# PROMPT
Can you copy, word for word, the lines of the listing below, starting at the line that contains "TASK = point to the postcard, one" and continuing through the last line of the listing?

★ ★ ★

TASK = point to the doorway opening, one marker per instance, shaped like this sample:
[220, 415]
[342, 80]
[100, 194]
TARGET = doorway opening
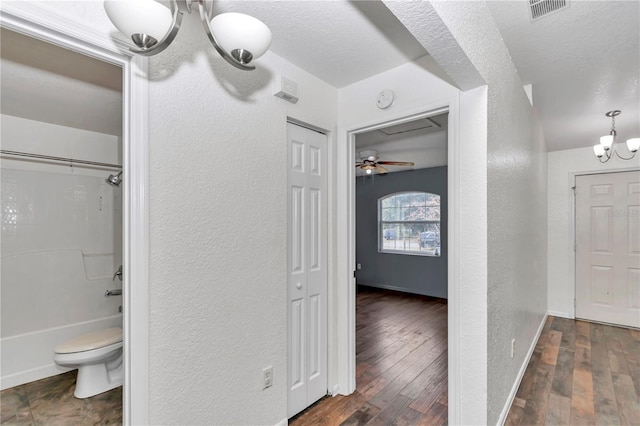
[62, 233]
[41, 24]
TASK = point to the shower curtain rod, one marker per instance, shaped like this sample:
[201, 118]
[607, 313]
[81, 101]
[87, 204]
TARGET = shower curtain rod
[62, 159]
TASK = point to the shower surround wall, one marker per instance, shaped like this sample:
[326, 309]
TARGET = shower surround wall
[61, 244]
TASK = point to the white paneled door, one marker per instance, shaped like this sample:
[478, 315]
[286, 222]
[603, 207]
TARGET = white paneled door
[307, 273]
[608, 248]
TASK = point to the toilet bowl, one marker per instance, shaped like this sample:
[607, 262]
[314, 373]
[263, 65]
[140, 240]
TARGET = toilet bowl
[98, 358]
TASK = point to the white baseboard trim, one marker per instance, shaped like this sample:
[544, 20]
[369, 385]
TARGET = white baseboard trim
[560, 314]
[523, 368]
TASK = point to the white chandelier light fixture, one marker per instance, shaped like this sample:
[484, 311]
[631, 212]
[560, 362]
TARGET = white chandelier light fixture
[237, 37]
[607, 146]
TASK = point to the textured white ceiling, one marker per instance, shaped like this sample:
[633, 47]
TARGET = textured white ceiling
[582, 62]
[43, 82]
[338, 41]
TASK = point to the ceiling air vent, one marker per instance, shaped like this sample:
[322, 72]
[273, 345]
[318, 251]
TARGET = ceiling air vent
[540, 8]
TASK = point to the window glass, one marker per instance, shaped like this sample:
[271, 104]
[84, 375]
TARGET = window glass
[409, 223]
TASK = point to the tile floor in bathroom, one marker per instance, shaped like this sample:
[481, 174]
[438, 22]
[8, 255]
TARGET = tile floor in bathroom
[51, 402]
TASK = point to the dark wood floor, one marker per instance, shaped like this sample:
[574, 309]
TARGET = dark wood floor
[50, 402]
[580, 373]
[401, 365]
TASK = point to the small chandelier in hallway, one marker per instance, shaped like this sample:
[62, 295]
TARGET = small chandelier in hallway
[237, 37]
[607, 146]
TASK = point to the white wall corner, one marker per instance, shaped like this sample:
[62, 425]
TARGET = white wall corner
[528, 89]
[523, 368]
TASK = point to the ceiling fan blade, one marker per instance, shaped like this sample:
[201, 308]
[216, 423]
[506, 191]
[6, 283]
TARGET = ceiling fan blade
[397, 163]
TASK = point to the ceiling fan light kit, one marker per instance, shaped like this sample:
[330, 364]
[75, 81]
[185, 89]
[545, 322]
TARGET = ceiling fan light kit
[369, 162]
[237, 37]
[606, 149]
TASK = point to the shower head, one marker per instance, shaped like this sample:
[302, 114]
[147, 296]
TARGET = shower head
[114, 180]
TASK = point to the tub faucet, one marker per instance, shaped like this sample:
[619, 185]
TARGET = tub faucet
[118, 274]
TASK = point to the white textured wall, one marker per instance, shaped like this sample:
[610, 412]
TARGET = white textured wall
[562, 166]
[516, 198]
[218, 198]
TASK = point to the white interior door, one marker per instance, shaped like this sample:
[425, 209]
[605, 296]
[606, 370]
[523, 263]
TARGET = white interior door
[608, 248]
[307, 276]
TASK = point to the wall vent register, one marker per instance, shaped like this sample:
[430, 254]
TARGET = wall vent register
[540, 8]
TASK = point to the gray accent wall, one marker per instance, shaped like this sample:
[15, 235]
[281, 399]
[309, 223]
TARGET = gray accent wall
[424, 275]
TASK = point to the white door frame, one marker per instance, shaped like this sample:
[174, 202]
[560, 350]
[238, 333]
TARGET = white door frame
[343, 311]
[572, 223]
[38, 22]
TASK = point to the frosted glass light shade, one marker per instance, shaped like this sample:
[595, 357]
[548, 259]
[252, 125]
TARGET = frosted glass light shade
[633, 144]
[139, 17]
[606, 141]
[239, 31]
[598, 150]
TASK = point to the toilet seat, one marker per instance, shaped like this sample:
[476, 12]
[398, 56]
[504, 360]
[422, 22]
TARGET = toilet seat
[91, 341]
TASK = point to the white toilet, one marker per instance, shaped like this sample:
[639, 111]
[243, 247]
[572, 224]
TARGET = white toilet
[98, 358]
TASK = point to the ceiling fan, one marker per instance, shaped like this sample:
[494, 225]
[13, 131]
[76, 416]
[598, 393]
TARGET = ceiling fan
[369, 162]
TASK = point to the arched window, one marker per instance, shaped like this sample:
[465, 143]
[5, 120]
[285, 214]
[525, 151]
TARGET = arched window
[409, 223]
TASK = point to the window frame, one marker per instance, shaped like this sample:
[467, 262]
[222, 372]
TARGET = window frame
[381, 223]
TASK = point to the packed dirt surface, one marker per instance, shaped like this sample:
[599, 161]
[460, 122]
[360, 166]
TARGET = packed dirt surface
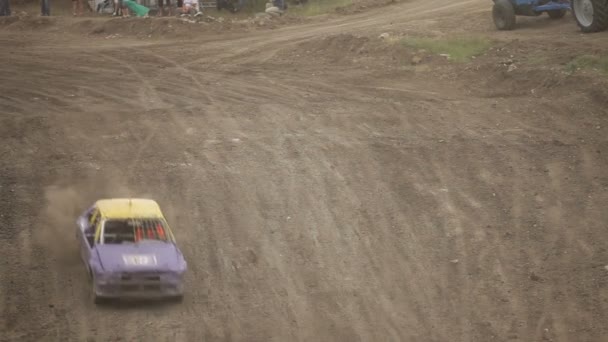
[322, 186]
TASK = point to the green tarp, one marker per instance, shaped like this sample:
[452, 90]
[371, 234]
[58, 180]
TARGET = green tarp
[139, 10]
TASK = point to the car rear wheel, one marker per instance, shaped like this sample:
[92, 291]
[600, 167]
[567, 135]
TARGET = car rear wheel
[95, 298]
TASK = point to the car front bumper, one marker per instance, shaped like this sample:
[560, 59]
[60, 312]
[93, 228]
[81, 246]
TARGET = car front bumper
[138, 289]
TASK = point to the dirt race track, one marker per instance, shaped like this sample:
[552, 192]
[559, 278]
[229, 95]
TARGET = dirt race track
[319, 191]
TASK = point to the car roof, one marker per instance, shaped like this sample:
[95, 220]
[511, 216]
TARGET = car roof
[122, 208]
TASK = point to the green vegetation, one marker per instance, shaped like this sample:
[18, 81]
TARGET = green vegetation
[317, 7]
[599, 63]
[458, 49]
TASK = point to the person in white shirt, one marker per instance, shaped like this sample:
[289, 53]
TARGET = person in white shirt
[189, 5]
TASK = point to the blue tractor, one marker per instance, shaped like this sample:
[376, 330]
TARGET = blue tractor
[590, 15]
[504, 11]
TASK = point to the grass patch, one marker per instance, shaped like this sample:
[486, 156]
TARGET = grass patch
[318, 7]
[458, 49]
[598, 63]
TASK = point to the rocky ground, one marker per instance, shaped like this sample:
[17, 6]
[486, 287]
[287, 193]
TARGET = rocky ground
[326, 179]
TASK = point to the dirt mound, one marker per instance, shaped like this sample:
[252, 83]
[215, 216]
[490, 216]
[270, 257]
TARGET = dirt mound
[363, 5]
[349, 49]
[27, 23]
[152, 27]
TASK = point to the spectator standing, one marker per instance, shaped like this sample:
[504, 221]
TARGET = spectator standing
[45, 8]
[5, 8]
[77, 7]
[161, 7]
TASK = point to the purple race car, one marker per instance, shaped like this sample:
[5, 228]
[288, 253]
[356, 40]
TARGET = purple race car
[130, 251]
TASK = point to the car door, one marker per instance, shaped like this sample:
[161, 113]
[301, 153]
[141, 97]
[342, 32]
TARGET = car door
[87, 225]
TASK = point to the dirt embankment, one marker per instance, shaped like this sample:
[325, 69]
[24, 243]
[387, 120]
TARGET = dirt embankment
[323, 182]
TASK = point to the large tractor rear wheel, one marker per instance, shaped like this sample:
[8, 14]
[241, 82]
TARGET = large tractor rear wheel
[503, 14]
[591, 15]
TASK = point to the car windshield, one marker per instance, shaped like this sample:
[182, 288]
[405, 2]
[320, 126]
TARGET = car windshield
[134, 230]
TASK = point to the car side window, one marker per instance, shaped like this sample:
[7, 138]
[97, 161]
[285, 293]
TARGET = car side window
[94, 220]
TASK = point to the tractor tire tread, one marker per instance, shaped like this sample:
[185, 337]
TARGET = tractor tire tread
[600, 17]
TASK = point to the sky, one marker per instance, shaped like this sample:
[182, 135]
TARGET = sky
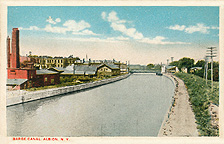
[139, 34]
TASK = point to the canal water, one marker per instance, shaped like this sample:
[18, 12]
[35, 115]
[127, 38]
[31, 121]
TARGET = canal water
[135, 106]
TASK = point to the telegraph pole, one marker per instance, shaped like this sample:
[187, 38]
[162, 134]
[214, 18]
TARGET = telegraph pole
[206, 69]
[211, 53]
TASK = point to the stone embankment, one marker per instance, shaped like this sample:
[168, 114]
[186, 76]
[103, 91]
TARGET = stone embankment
[19, 97]
[179, 120]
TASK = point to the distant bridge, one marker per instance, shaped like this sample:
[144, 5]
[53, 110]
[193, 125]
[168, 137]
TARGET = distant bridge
[144, 71]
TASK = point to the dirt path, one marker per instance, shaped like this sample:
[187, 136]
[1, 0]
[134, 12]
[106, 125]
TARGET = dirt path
[180, 120]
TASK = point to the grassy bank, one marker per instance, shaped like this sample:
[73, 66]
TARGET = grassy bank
[200, 97]
[72, 80]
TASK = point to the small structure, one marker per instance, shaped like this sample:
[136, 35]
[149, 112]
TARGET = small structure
[47, 77]
[85, 70]
[184, 69]
[172, 69]
[16, 84]
[194, 69]
[108, 69]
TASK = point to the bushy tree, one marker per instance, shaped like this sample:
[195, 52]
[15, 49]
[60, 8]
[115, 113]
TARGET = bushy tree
[186, 62]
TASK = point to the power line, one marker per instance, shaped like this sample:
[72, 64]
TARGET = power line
[211, 52]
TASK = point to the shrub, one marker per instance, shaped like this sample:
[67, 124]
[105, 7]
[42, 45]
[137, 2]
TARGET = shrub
[200, 96]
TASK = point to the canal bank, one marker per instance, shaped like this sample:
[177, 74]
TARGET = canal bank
[180, 119]
[19, 97]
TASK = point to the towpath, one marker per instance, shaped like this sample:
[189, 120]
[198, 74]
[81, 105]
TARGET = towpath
[180, 120]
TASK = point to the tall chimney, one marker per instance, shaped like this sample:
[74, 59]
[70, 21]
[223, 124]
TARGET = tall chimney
[15, 48]
[8, 52]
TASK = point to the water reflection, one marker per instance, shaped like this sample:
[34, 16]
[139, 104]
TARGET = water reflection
[132, 107]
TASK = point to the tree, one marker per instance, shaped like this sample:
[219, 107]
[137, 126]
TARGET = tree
[186, 62]
[150, 66]
[65, 62]
[200, 63]
[174, 63]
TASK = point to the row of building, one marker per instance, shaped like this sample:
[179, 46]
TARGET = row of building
[174, 69]
[38, 71]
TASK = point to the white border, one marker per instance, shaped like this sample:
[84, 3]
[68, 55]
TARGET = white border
[97, 140]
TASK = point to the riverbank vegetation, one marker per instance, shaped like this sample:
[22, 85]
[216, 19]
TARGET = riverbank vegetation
[201, 96]
[199, 67]
[72, 80]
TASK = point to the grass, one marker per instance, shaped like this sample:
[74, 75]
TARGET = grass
[201, 96]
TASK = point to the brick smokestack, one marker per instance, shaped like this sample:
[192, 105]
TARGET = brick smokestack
[15, 48]
[8, 52]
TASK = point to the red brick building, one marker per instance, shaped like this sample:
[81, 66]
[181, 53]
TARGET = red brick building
[27, 75]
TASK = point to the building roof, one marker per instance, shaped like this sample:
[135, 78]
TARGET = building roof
[44, 71]
[112, 66]
[85, 69]
[170, 67]
[196, 68]
[59, 68]
[67, 72]
[15, 81]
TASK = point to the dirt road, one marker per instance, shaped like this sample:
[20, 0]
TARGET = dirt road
[180, 120]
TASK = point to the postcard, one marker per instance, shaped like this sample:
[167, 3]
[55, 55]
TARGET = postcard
[99, 72]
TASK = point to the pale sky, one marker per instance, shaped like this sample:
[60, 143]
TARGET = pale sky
[140, 35]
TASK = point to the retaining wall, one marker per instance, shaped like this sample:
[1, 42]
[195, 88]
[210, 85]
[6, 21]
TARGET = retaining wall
[18, 98]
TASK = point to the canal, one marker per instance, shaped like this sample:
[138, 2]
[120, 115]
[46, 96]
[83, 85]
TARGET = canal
[135, 106]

★ ★ ★

# COMPLETED EXERCISE
TASK = point to the postcard, one marker per instance, shaped like this sample:
[167, 3]
[55, 55]
TARGET = postcard
[99, 72]
TASK = point to the pale sky, one marker per instance, shaped like this sample:
[60, 143]
TARGET = pale sky
[140, 35]
TASK = point to the retaining wall, one marker per instance, shaped like this sample:
[1, 42]
[195, 88]
[210, 85]
[6, 21]
TARGET = retaining wall
[18, 98]
TASK = point to the canal, one marker per instance, shaped like this sample:
[138, 2]
[120, 115]
[46, 96]
[83, 85]
TARGET = canal
[135, 106]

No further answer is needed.